Listed entries
START

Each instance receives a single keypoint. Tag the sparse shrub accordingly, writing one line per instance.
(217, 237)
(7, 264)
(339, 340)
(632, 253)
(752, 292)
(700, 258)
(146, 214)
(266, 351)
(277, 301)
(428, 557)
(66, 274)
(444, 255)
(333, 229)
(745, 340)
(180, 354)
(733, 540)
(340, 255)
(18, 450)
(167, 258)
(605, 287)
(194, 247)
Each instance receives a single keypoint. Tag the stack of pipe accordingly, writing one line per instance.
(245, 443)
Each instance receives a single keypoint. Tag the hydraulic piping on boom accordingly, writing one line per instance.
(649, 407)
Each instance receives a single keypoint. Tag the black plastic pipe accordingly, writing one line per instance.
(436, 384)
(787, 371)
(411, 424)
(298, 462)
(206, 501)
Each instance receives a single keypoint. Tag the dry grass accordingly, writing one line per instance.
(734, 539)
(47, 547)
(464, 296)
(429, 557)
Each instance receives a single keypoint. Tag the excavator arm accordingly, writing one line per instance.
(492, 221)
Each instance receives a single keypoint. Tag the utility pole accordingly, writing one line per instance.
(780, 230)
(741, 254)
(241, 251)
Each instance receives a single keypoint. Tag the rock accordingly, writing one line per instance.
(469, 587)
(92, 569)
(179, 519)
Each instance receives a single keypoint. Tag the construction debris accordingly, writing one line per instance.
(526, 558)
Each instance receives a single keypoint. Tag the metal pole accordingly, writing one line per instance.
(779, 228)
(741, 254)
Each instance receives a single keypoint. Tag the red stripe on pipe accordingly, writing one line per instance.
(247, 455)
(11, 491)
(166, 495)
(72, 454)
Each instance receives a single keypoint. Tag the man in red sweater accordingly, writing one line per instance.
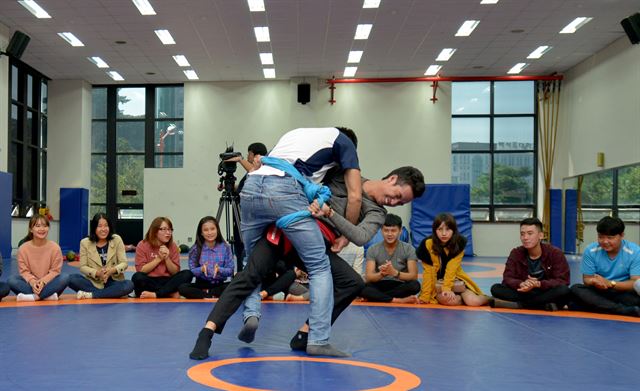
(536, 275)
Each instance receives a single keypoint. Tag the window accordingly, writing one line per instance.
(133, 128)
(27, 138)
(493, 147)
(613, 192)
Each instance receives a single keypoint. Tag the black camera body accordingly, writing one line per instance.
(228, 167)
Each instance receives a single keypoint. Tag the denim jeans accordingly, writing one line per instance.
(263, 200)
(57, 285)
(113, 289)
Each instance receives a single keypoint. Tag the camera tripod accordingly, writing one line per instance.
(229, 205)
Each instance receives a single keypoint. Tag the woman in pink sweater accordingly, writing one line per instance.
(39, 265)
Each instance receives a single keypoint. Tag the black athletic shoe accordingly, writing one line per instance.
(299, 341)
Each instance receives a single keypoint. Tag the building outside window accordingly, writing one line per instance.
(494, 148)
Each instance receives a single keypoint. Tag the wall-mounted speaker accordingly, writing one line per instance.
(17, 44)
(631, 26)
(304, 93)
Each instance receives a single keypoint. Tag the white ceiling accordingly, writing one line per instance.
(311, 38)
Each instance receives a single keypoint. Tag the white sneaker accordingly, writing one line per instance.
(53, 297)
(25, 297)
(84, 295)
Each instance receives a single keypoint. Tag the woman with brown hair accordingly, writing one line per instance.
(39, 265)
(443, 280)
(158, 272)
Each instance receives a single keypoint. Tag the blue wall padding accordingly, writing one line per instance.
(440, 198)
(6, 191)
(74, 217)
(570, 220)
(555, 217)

END
START

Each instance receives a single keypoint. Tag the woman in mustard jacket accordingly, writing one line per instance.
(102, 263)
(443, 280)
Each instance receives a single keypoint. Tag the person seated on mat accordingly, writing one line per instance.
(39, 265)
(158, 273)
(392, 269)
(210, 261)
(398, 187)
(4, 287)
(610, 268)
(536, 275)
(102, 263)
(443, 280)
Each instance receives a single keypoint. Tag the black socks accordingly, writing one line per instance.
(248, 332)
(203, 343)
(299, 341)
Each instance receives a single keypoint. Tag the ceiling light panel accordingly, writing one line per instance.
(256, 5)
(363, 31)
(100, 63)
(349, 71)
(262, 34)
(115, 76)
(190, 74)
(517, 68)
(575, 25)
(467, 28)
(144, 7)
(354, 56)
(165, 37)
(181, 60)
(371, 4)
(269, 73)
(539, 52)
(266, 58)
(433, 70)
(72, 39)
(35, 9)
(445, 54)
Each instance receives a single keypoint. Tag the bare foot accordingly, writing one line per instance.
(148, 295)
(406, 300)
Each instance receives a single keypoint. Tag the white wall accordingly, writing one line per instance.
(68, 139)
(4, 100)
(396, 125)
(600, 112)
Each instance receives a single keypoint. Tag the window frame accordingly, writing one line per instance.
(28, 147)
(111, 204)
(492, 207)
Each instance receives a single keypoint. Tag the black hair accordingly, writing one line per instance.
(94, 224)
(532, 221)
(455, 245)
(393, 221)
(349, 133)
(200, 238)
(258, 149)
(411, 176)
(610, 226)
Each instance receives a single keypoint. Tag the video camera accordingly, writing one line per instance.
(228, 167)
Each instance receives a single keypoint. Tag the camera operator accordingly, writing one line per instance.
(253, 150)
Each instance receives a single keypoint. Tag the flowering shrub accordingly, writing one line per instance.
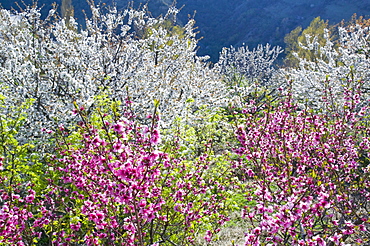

END

Instructions for the task
Gather each line of the records that contains the string "wall" and copy it out in full.

Response for this exercise
Each instance receives a single keypoint. Tag the wall-mounted speaker accordingly, writing one line per instance.
Each instance receives a single keypoint. Tag the blue wall padding accordingly, writing one line per instance.
Each instance receives a single keypoint. Tag the white wall accordingly, writing one line per instance.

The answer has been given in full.